╭─ DATA TO PROCESS

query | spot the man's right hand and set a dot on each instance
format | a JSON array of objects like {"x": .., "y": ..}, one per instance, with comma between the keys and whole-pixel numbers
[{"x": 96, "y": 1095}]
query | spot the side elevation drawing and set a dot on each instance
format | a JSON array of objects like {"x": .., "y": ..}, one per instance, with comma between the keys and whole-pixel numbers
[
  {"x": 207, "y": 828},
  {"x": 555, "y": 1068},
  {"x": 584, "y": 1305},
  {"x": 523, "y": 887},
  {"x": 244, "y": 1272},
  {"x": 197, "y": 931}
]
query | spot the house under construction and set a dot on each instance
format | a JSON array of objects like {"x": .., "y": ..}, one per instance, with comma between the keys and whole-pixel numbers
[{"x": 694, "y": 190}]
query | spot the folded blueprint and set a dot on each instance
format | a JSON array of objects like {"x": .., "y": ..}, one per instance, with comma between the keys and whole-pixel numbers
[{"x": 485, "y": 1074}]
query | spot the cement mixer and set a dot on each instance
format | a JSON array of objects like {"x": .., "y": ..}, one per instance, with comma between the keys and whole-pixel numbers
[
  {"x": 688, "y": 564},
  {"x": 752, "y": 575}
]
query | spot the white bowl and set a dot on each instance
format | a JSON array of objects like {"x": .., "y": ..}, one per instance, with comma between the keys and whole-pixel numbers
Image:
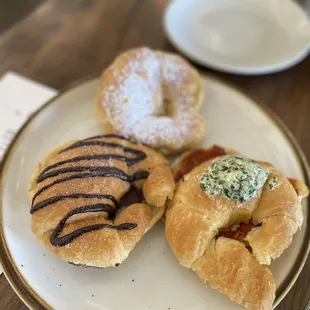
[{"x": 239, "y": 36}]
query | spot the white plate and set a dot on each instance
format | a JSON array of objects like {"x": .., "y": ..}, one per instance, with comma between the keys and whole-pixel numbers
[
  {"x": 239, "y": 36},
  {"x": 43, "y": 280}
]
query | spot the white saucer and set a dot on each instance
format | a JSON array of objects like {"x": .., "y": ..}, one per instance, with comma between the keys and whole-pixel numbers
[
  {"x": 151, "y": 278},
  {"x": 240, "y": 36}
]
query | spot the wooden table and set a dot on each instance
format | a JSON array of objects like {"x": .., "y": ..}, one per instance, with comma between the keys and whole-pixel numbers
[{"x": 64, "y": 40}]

╰─
╭─ DATA TO PROCESS

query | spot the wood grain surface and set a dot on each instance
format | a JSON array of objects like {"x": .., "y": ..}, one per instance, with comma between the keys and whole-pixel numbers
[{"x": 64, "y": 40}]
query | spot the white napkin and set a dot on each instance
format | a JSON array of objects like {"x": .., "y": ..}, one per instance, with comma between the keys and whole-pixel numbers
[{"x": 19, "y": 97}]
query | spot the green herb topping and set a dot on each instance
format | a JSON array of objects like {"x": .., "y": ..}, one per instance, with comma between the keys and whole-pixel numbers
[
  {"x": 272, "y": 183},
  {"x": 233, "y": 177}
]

╰─
╭─ DATA TO PROCESS

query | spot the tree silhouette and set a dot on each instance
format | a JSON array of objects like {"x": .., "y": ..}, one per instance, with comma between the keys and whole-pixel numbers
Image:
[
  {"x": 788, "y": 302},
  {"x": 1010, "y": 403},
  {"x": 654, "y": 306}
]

╰─

WHAT YOU NEED TO DO => Pull out every line of the material above that contains the string "white", matching case exactly.

PROBLEM SOLUTION =>
query | spot the white bowl and set a dot on each instance
query | spot the white plate and set a dot on each instance
query | spot the white saucer and set a dot on each instance
query | spot the white napkin and set a dot on each instance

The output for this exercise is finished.